Iba yo caminando por una calle céntrica de mi localidad; delante de mí, a unos diez o quince metros, caminaba una señora mayor con unas bolsas de plástico cargadas con algunas cosas que había comprado en el mercado. De repente una de las bolsas se le resbaló de la mano y cayó al suelo junto con todo su contenido: algunas naranjas, un bote de leche, latas de conserva, etc. Justo en ese momento, pasaban por su lado dos personas más, un hombre y una mujer de mediana edad; para mi asombro, los dos miraron lo que había ocurrido y siguieron caminando sin prestar mayor atención. Cuando yo llegué a la altura de la señora la ayudé a recoger su compra, cosa que ella me agradeció francamente diciéndome: “Que Dios se lo pague”. No es que yo crea mucho en Dios, pero tengo que reconocer que esas palabras me llenaron de satisfacción e incluso me emocionaron enormemente al ver el rostro sincero de la mujer.
En un principio me sentí muy bien porque sabía que había actuado correctamente y me indignaba el recordar a las otras dos personas que pasaron por su lado sin hacer nada. Pero reflexionando sobre lo que había ocurrido llegué a pensar que no tenía tanto mérito lo que había hecho, ya que, al encontrarme yo a unos metros de la señora, tuve tiempo suficiente de pensar en la situación y de decidir cual era la mejor forma de actuar, cosa que las otras dos personas no tuvieron. Es decir, que es más que probable que cualquiera de ellos hubiera actuado igual que yo de encontrarse en mí lugar, y viceversa. De hecho, estoy seguro, que ambos pensaron más adelante que tenían que haberse parado a ayudar a esa señora, pero claro, ya era tarde.
¿Por qué ocurre esto? Porque no tenemos el hábito de la solidaridad. Ante una situación así, no debería ser necesario pensar en qué debemos hacer, hay que actuar y punto. No hay que pararse a mirar quién está alrededor, de qué raza es esa señora, qué edad tiene, cuál es su aspecto, ni nada por el estilo; simplemente hay que hacer lo correcto y nada más. Pero para que nuestro cerebro actúe de esa manera, inconscientemente, hay que ejercitarlo previamente y, cuanto antes empecemos, antes adquiriremos el hábito. Es como cuando aprendemos a conducir; al principio tenemos que pensar donde está el acelerador, el embrague, qué hacer primero al cambiar de marcha, etc. Una vez que somos veteranos, se hace todo esto instintivamente, incluso al mismo tiempo que realizamos otras actividades como hablar por teléfono, poner la radio o conversar con nuestro acompañante.

§ Registros proporcionados
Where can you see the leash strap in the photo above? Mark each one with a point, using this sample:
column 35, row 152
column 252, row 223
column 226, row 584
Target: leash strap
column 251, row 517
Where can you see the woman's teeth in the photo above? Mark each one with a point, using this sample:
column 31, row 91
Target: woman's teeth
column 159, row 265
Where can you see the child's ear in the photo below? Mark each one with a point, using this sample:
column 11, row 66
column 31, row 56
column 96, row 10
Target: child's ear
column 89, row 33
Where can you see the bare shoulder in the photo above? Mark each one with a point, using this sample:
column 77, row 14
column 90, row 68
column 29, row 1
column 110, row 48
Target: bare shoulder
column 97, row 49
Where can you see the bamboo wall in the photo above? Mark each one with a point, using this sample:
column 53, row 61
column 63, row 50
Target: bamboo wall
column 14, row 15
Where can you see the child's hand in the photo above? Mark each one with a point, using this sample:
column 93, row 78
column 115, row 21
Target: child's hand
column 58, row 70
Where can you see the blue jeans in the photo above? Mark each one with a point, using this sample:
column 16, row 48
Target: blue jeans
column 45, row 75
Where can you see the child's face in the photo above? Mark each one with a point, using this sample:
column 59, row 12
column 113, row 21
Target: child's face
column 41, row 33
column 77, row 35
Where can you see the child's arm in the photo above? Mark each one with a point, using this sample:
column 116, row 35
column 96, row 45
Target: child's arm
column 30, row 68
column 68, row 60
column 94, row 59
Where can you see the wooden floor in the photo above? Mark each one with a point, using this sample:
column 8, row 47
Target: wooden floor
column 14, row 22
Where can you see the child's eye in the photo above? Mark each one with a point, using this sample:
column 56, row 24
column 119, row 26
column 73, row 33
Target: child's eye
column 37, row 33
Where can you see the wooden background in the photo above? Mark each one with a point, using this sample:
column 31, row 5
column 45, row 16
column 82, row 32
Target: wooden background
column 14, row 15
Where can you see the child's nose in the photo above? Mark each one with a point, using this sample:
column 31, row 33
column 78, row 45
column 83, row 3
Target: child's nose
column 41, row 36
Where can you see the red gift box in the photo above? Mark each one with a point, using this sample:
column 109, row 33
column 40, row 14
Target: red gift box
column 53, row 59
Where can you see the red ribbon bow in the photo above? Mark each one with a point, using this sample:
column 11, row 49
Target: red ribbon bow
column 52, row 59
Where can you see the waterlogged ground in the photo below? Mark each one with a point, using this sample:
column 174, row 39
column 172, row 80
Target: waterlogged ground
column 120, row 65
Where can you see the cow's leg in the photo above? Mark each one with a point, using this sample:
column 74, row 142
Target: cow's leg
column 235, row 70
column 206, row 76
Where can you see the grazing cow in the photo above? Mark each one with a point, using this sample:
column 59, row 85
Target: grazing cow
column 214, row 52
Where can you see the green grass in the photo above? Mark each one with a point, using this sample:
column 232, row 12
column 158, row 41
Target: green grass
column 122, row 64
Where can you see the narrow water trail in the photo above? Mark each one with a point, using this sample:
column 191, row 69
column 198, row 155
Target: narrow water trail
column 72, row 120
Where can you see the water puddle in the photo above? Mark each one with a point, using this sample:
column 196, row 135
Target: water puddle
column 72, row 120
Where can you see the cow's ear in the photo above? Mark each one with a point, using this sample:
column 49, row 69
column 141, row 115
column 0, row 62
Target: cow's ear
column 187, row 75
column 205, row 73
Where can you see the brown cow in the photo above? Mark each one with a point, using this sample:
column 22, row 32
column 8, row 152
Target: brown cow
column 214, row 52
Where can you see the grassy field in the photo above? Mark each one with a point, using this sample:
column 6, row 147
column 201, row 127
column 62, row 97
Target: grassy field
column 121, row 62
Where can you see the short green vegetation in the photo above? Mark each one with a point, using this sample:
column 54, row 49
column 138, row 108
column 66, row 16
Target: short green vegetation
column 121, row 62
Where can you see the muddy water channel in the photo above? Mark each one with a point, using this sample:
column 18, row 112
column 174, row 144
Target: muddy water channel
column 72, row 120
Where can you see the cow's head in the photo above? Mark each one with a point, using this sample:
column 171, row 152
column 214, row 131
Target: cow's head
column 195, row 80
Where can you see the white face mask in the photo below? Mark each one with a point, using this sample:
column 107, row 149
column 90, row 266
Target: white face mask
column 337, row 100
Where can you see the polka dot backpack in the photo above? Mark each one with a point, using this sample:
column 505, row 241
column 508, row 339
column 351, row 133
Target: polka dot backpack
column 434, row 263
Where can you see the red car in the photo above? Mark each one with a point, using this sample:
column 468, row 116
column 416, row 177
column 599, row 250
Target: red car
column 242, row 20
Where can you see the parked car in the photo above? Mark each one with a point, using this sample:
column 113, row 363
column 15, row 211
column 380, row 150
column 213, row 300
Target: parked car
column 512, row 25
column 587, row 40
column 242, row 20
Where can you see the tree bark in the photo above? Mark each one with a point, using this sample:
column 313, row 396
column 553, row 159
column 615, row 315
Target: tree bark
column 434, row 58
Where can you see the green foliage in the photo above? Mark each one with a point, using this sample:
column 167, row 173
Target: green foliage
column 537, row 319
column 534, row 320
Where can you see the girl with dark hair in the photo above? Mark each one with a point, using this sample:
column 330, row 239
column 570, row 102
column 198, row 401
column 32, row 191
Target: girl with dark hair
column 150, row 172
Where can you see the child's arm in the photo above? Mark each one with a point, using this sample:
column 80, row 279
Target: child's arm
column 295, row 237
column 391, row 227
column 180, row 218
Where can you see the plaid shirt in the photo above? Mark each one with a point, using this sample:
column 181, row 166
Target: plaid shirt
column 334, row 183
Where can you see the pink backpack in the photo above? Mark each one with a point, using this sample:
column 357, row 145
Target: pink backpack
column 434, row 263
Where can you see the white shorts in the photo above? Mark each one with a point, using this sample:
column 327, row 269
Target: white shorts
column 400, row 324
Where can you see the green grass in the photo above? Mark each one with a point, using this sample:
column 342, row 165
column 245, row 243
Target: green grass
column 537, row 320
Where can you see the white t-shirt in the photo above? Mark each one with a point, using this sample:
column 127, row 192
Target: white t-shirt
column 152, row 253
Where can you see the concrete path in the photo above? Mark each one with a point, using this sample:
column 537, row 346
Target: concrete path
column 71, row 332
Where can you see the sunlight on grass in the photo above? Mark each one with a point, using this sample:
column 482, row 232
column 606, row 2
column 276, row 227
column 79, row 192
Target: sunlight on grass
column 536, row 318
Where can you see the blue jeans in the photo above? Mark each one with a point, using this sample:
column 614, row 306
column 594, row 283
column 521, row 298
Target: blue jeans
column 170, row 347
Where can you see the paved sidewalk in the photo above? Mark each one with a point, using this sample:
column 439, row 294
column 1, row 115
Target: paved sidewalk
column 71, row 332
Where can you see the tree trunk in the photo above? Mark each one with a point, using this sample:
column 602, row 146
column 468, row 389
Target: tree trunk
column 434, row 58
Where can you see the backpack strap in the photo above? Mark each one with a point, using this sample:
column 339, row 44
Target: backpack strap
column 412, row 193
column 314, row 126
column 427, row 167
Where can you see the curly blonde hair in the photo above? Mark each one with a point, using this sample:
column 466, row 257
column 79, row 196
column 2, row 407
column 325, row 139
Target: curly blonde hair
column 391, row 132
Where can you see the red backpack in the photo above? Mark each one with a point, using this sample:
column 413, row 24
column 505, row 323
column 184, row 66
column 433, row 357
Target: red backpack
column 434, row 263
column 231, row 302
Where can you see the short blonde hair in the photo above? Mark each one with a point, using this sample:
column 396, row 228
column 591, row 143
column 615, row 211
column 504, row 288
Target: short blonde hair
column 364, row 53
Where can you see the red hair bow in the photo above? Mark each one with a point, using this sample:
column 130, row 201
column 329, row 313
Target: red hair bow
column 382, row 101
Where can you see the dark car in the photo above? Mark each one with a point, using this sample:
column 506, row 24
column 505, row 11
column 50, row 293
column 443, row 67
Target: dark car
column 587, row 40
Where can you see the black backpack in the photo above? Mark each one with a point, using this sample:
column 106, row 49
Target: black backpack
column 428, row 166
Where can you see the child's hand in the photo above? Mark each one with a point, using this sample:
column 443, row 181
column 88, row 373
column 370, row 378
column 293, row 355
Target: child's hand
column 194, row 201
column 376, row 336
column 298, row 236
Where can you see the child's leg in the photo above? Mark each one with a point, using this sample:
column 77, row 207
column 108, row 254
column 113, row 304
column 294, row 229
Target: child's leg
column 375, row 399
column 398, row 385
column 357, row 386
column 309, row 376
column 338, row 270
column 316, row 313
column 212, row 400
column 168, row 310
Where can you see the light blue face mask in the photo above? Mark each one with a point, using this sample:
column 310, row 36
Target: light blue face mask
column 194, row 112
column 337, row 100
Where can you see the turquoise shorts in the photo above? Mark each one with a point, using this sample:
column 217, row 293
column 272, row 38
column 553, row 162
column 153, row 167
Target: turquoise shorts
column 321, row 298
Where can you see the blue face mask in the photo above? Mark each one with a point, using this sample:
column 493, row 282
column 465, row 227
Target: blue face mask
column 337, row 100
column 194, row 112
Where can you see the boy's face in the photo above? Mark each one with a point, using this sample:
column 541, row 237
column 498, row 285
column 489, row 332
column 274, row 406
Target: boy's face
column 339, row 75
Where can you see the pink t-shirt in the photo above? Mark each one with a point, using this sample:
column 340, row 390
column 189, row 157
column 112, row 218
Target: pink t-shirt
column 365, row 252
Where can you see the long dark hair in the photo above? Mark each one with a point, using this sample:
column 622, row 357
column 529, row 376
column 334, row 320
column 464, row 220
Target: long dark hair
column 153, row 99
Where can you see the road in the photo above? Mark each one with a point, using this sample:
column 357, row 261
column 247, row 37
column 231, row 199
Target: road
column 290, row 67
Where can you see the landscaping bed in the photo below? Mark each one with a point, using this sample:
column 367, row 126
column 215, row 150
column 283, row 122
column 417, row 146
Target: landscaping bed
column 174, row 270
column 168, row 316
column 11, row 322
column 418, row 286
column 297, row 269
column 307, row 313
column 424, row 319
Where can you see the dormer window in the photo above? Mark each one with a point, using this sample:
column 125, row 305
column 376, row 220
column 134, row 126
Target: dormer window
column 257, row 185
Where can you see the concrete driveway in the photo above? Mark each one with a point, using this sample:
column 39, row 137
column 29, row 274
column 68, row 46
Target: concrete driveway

§ Comprueba tu comprensión
1) En el texto sobre la solidaridad, ¿qué palabras dijo la señora para agradecer la ayuda con su compra?
2) Transcribe del texto sobre la solidaridad el fragmento que empieza en "En un principio" y termina en "ya era tarde.".
3) Prolonga el texto sobre la solidaridad a partir de su última oración.

§ Respuestas
1) Dijo: "Que Dios se lo pague".

2)
En un principio me sentí muy bien porque sabía que había actuado correctamente y me indignaba el recordar a las otras dos personas que pasaron por su lado sin hacer nada. Pero reflexionando sobre lo que había ocurrido llegué a pensar que no tenía tanto mérito lo que había hecho, ya que, al encontrarme yo a unos metros de la señora, tuve tiempo suficiente de pensar en la situación y de decidir cual era la mejor forma de actuar, cosa que las otras dos personas no tuvieron. Es decir, que es más que probable que cualquiera de ellos hubiera actuado igual que yo de encontrarse en mí lugar, y viceversa. De hecho, estoy seguro, que ambos pensaron más adelante que tenían que haberse parado a ayudar a esa señora, pero claro, ya era tarde.

3)
El ejemplo descrito está referido a la virtud de la solidaridad, pero lo mismo puede ocurrir con el resto de virtudes. La persona que actúa correctamente de esta manera, sin pensarlo, de forma inconsciente, tiene un gran trecho ganado a la hora de lograr el aprecio de sus semejantes. Tal y como escribió en una ocasión el filósofo griego Aristóteles: “Las cualidades sólo provienen de la repetición frecuente de los mismos actos. No es, pues, de poca importancia contraer desde la infancia y lo más pronto posible tales o cuales hábitos; por lo contrario, es éste un punto de muchísimo interés o, por mejor decir, es el todo.”
O como también escribió el biógrafo y ensayista griego Plutarco: “Toda alma puede y debe hacer su propia educación, formar su virtud trabajando en ello de noche y de día. La pasión no es una enfermedad, sino una potencia del alma: a la voluntad, dirigida por la razón, incumbe gobernarla, ir convirtiéndola mediante una gradación de esfuerzos, en un resorte indispensable: crear, en suma, un hábito del bien.”
Dicho de otra forma, no hay que actuar sabiamente porque pensemos que es lo mejor, hay que hacerlo simplemente porque somos así. Yo sólo les puedo proporcionar la teoría, la práctica es cosa de cada uno.Para concluir este tema les dejaré con un pensamiento del filósofo alemán Immanuel Kant: “Los actos de cualquier clase han de ser emprendidos desde un sentido del deber que dicte la razón, y que ningún acto realizado por conveniencia o sólo por obediencia a la ley o costumbre puede considerarse como moral.”